## DATA FOR THE TASK
Content starts

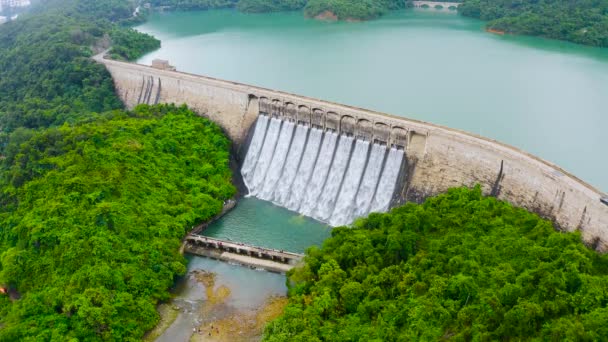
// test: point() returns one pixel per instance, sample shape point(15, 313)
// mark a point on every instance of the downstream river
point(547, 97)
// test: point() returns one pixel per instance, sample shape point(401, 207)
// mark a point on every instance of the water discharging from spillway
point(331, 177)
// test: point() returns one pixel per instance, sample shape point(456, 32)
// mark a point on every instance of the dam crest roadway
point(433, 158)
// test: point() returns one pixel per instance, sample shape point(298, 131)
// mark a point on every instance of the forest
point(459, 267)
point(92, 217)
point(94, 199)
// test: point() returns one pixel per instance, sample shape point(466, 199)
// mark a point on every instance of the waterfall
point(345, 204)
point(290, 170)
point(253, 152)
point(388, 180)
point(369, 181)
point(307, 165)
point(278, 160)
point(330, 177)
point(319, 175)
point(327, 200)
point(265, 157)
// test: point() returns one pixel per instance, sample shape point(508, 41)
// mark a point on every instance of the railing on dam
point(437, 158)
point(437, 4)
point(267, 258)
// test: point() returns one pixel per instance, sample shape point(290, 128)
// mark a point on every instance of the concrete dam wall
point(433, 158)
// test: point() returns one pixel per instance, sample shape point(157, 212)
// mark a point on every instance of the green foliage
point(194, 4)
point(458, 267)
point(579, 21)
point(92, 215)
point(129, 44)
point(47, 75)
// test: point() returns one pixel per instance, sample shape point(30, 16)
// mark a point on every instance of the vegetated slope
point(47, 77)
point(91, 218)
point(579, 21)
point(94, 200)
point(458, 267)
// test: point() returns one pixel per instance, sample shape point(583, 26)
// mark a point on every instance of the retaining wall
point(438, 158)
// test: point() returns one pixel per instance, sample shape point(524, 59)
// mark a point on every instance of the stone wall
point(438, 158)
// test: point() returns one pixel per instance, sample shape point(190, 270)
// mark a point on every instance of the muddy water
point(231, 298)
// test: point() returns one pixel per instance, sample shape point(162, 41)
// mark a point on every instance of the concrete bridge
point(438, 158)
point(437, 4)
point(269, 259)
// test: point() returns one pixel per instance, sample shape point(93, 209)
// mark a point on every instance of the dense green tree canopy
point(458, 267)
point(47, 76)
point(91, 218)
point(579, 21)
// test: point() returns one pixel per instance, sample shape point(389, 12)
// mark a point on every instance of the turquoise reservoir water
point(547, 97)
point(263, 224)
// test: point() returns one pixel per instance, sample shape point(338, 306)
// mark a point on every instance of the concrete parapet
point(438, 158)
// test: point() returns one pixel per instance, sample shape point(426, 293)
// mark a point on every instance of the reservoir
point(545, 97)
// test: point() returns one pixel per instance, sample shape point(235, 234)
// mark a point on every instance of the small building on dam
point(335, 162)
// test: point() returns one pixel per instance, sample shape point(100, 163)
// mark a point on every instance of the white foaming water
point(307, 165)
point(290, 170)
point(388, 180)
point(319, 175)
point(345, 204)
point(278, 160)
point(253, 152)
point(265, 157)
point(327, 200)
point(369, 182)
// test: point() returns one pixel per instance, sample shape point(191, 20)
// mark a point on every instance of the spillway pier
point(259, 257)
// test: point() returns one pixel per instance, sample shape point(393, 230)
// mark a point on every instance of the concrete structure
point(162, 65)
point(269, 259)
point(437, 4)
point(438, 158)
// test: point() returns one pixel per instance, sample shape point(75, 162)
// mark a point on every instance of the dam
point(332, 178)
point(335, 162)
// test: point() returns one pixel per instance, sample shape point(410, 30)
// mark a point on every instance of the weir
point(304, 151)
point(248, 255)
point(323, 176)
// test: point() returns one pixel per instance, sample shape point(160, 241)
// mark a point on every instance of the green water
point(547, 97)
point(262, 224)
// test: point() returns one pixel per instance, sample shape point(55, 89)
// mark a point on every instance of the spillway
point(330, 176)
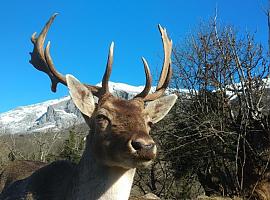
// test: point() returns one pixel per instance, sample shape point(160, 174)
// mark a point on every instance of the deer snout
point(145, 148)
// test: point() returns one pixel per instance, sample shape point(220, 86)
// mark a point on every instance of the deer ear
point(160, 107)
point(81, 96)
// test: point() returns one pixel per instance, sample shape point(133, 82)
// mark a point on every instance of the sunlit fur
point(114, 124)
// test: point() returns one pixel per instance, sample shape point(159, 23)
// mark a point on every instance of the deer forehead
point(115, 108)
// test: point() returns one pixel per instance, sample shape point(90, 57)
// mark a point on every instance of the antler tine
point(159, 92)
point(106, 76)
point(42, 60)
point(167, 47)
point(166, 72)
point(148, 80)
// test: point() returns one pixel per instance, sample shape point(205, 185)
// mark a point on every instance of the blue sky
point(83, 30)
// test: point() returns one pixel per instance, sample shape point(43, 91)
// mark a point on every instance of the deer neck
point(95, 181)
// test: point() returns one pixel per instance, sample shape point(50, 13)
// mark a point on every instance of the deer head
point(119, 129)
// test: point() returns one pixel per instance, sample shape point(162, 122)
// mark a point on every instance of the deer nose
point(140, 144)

Content ends
Content starts

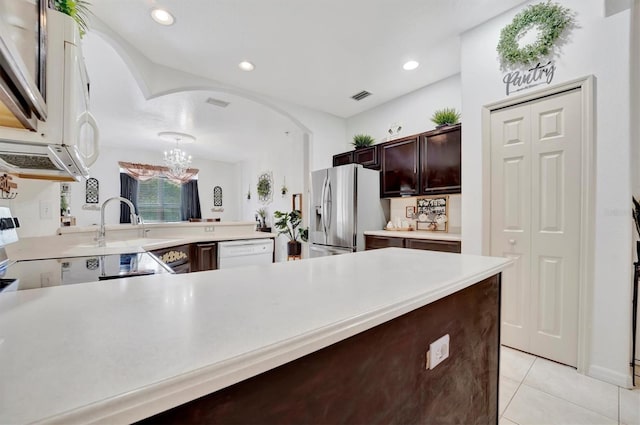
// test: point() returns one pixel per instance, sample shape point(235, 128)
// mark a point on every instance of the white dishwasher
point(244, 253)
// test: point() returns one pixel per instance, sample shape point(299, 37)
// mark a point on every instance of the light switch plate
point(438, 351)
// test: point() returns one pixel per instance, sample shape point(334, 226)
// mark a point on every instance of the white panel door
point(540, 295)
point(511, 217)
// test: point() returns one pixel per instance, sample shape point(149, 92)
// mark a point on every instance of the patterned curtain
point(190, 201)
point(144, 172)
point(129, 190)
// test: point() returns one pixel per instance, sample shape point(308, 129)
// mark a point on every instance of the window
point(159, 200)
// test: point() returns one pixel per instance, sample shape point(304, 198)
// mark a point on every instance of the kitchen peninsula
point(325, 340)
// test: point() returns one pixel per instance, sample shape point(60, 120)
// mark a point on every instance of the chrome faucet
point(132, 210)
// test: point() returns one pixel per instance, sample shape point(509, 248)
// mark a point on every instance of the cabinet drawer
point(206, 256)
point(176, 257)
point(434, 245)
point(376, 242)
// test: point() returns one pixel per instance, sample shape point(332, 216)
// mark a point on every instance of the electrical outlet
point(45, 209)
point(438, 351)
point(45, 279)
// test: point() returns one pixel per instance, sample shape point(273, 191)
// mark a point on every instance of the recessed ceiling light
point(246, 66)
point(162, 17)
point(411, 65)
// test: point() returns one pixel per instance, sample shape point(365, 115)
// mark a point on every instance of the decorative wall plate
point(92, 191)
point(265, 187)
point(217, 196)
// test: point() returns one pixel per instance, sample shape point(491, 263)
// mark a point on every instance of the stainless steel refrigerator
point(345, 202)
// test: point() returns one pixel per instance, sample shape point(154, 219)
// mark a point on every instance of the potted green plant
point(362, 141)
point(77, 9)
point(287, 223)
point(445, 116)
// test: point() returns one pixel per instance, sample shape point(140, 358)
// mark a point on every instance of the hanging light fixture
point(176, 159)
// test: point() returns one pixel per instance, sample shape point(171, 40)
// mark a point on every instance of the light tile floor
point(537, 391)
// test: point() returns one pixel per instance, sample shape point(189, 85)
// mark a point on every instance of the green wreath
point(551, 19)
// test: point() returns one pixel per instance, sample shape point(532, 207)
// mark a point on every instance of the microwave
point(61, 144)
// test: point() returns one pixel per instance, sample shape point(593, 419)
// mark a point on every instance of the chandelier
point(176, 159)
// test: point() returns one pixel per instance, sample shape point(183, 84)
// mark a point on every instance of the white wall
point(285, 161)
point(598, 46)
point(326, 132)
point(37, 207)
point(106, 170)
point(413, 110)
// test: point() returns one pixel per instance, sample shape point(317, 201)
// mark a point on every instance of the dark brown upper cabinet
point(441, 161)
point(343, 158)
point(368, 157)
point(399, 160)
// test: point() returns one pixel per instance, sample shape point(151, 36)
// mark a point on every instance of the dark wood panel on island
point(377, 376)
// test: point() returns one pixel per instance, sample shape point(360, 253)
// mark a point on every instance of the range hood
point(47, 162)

Content ends

## ACTIVITY
Please reproduce exactly the lines in the listing above from the one containing "the concrete parapet" through the one containing "shape point(235, 234)", both included, and nothing more.

## ANSWER TO THE EXERCISE
// mark a point on every instance of the concrete parapet
point(438, 158)
// test: point() returns one pixel per instance, sample shape point(426, 293)
// mark a point on every instance of the reservoir
point(545, 97)
// test: point() returns one pixel per instance, sample shape point(235, 234)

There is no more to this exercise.